— BEGIN Article —

For this third turn, Gallo fit an entire restaurant, replete with 40 seats, a bar and open kitchen, into the 1,100 square-foot slot. 

“It’s almost like a restaurant from the East Village or Lower East Side stuck in a little space underground in Times Square,” he says. 

The biggest challenge was arranging a whole pizzeria setup inside (including three new electric ovens), where pies are perfected by executive chef and partner Ed Carew, who got his NYC start several years ago at Gramercy Tavern.

“The ovens that we have, you can control the heat on the top and the bottom,” he adds. “You can really personalize how you’re baking your pies.” 

Ten, 12-inch varieties are crafted from three-day fermented dough made with artisanal flour from Italy and ladled with raw sauce (tomato pulp, salt, oil, mix), topped with ingredients like mozzarella, mushrooms, hot soppressata and broccoli rabe and baked for about three-and-a-half to four minutes. 

See No Evil Pizza
Photograph: Courtesy of Minu Han

“If someone sat down with a pizza and a glass of wine or beer they’d be in and out of here in 20 minutes,” Gallo says, though the space is intended as a destination for lingering.

— END Article —
— BEGIN Data listing —

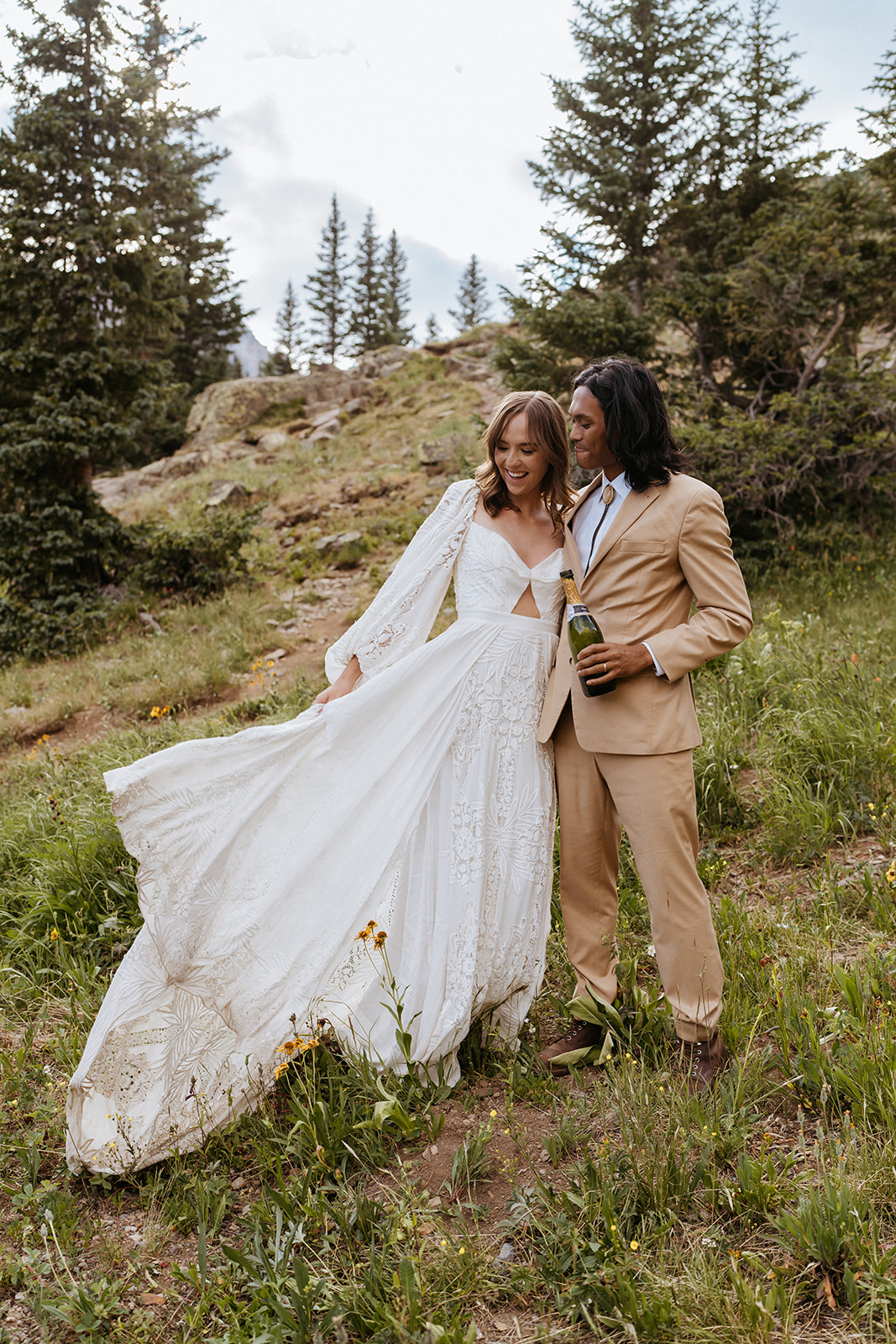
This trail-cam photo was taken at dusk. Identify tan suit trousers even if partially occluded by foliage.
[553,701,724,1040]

— END Data listing —
— BEGIN Data listing —

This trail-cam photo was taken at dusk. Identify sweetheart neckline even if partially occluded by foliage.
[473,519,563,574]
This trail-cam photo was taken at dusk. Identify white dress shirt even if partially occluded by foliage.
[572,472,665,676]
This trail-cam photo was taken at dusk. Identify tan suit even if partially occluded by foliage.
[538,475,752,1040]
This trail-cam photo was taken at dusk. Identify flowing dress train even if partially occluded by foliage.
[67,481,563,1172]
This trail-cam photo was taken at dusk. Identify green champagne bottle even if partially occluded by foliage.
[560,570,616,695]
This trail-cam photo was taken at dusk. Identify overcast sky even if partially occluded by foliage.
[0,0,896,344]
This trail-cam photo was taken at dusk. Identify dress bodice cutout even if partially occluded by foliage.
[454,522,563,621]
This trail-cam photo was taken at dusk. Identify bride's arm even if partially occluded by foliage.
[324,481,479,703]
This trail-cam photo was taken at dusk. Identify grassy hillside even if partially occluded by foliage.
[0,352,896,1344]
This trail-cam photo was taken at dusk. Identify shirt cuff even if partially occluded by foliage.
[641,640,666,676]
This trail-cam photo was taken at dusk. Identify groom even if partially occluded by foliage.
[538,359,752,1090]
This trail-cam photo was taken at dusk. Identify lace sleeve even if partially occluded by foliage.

— END Data listing —

To be done:
1. Name every pizza topping listed in the article about See No Evil Pizza.
2. Pick up the article about See No Evil Pizza from its last sentence and write the next few lines.

Answers per task:
1. Mozzarella, mushrooms, hot soppressata and broccoli rabe.

2.
The menu starts with stuzzichini like giardiniera for little snacks and antipasti like grilled octopus salad, risotto croquettes and sardine toast “alla Veloce,” which Carew says was critically important to include.  “It’s a total nod, ripoff, homage to Veloce,” Carew says. 

“I wanted to have featured seafood before you eat your pizza,” he adds. “When I go into a place I like to have some nice anchovies, sardines, octopus, something like that before I have my pizza. Because it eats light, it’s fun, I just gravitate toward it.” 

For their love letter, Carew cures the sardines in house. 

“We haven’t found a product that stands up to the fresh ones,” Gallo says. 

A rotating lasagna is also on the menu, presently a Sunday gravy-style, and many of the pizzas will eventually be available gluten-free.  

See No Evil Pizza
Photograph: Courtesy of Minu Han

See No Evil has its own beverage program with a license for beer and wine, which also incorporates cocktails like the self-explanatory No Negroni Sbagliato. 

Gallo was already able to gauge the double-takes, surprise and delight some commuters would register meandering by Nothing Really Matters, obscured as it is before you swipe through the turnstile, and he’s seen more of the same response to this third operation. 

“Every person that’s come in, not only do they enjoy the food, it’s the journey, the destination, and the design,” he says. “I designed everything a little bit nicer than it has to be because it’s in juxtaposition to the subway. It’s a very unique space that just happens to be underground” 

His hat trick here also bookends a whole itinerary with distinct styles and experiences. “People could start at the coffee shop in the morning on their way to work, they could come for dinner and a glass of wine at See No Evil, and then have a late night cocktail at Nothing Really Matters, all in the same day, within 20 feet of each other.”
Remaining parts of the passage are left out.